▶ Estratto:
□ □ □ □

Se ci pensi, basta la persona giusta al momento giusto per ispirarti a fare un viaggio. Così è stato per me quando ho deciso di andare in Kosovo.
Lo conobbi all’ombra della chiesa di San Sava, a Belgrado. Era un senzatetto, un po’ matto, che iniziò a parlarmi di Dio e mi chiese il perché io non credessi in un’entità superiore.
Esposi le mie ragioni e lui mi disse che credeva in Dio perché i bambini nascono sempre perfetti, con due mani, e per ogni mano 5 piccole dita. E questa era una cosa che non riusciva proprio a capire. Per lui la dimostrazione dell’esistenza di Dio non era da ricercare all’interno di lunghe riflessione filosofiche. Risiedeva piuttosto nella semplicità, nell’ineffabile perfezione della mano di un bambino.
Veniva dal Kosovo. Lo lasciai con il corrispettivo di 5 euro in dinari serbi, e lui con le lacrime agli occhi non finiva più di ringraziarmi.
Fino ad allora il Kosovo mi era sembrato così lontano, così inarrivabile, un paese misterioso che conoscevo solo tramite le notizie e le immagini della guerra al telegiornale, mentre da bambina cenavo con i miei genitori.
Arrivo in Kosovo
6 anni dopo mi ritrovo in Macedonia, dentro un bus diretto a Prishtina. Arrivata alla stazione della capitale macedone prendo un piccolo pulmino da massimo 15 posti.
Direzione: Kosovo.
Tra la famiglia e gli amici non so chi sia preoccupato di più per questo viaggio. Nell’immaginario collettivo il Kosovo è sinonimo di guerra, case distrutte e tanto buio.

□ □ □ □

▶ Elenco dei dati:
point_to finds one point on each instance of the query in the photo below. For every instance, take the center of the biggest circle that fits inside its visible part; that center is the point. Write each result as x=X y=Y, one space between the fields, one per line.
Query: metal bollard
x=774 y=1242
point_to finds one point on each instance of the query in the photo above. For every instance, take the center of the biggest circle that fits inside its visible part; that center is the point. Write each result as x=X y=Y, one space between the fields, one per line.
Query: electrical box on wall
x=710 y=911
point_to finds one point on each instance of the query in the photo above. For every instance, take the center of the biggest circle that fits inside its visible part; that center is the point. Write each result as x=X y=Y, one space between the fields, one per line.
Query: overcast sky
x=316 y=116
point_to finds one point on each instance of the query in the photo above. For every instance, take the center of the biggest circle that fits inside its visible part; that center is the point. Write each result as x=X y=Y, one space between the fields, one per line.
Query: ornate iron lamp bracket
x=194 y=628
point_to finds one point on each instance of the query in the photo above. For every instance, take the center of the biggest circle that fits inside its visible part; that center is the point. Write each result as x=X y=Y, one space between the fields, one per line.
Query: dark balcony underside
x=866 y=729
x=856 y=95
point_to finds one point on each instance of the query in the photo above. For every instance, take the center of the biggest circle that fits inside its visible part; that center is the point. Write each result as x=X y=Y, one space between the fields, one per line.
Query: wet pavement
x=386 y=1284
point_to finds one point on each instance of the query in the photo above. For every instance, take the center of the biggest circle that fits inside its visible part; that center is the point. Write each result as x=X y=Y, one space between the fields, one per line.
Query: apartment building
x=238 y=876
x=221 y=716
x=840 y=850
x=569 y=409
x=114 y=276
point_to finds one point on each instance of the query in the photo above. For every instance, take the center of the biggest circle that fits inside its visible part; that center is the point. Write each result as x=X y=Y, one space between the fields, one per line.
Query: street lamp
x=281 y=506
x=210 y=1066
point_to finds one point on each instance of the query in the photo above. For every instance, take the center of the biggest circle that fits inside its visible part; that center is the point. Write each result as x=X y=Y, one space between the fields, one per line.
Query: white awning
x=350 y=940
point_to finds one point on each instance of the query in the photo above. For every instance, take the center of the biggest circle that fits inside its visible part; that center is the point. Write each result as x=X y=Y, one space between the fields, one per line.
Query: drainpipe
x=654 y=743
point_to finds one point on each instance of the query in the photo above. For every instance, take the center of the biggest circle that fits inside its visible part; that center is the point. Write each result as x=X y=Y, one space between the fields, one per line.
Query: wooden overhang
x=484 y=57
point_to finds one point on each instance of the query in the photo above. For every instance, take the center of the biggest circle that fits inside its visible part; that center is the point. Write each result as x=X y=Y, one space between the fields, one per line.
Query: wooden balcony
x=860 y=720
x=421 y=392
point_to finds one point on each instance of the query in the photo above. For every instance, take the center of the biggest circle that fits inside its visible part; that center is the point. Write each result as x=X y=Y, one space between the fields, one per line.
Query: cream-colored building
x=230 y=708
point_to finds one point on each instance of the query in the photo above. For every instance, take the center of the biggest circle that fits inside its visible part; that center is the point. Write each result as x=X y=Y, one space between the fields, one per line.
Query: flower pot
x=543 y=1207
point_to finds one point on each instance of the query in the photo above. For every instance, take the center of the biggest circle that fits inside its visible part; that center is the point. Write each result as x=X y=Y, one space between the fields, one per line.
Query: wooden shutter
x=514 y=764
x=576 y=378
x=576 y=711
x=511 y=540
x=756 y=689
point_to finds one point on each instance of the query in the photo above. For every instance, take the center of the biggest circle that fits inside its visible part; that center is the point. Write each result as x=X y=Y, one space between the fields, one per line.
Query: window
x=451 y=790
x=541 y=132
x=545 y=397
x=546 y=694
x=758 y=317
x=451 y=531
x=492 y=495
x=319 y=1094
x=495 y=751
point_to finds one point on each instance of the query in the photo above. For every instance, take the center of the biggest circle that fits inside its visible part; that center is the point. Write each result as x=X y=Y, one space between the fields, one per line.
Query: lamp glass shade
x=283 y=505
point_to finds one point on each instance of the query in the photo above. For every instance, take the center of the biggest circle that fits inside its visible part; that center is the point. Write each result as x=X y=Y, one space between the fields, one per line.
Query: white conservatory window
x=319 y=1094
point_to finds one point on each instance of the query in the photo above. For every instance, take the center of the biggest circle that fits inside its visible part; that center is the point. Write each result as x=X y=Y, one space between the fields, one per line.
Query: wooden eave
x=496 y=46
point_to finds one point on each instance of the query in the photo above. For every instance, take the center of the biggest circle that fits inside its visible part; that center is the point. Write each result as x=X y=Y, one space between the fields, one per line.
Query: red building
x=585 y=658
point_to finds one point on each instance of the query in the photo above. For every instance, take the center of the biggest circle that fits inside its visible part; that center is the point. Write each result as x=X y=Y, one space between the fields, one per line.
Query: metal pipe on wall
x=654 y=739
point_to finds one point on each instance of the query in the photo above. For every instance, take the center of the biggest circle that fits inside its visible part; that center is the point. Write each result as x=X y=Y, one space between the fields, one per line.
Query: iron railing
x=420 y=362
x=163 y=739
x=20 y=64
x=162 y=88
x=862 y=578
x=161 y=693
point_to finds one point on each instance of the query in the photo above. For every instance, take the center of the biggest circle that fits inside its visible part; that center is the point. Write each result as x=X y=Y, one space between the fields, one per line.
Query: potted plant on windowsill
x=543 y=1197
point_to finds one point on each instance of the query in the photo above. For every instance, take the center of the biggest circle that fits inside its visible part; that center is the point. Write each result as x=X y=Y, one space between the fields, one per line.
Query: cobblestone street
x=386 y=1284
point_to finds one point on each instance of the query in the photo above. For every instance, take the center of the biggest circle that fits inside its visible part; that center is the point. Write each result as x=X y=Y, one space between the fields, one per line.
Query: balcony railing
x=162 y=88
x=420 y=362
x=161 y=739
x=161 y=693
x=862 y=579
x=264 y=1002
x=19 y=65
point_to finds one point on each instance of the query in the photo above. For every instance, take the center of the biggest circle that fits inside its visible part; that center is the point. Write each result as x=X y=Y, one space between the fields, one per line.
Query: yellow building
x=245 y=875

□ □ □ □

Prosegui il racconto del viaggio in Kosovo a partire dalla sua ultima frase. Per questo lavoro i record non servono.

▶ Risposta al compito:
Arrivati al confine, l’autista del pulmino chiede il passaporto a tutti i passeggeri, li raccoglie e sparisce all’interno di alcune casupole basse e bianche.
Nel frattempo, intravedo dal portellone aperto del bus i cani antidroga o antiesplosivo chiusi nelle cellette che abbaiano da dietro la rete.
Ad un certo punto sale anche un agente della polizia del Kosovo, ma solo per dare uno sguardo rapido al mezzo e ai viaggiatori. Probabilmente più una formalità che altro.
Poco dopo torna l’autista e consegna il malloppo con tutti i passaporti. L’unico straniero è il mio, gli altri sono tutti macedoni o kosovari. Trovo facilmente il mio, e finalmente lo vedo, lì, quasi al margine della pagina. È il timbro del Kosovo. Sono dentro uno stato che qualcuno ancora non riconosce.
In viaggio verso Prishtina
È dicembre, l’atmosfera è cupa e i campi sono imbiancati dalla prima neve.
Una delle prime cose che vedo è un enorme ponte in fase di costruzione. Decine di pilastri si ergono fra due montagne, ognuno costruito a diverse altezze e diversi operai su ogni pilastro continuano il lavoro.
La seconda cosa che mi rimane impressa è una piccola sosta per il rifornimento di benzina in un piccolo paesino. Di fronte la pompa di benzina una piccola moschea che quasi stona, o forse si intona troppo bene con la collina alle sue spalle.
Dopo quasi 3 ore e mezza dalla partenza eccomi alla stazione di Prishtina. Prendo un taxi e mi faccio lasciare sulla via principale, a circa 10-15 minuti a piedi dal mio albergo.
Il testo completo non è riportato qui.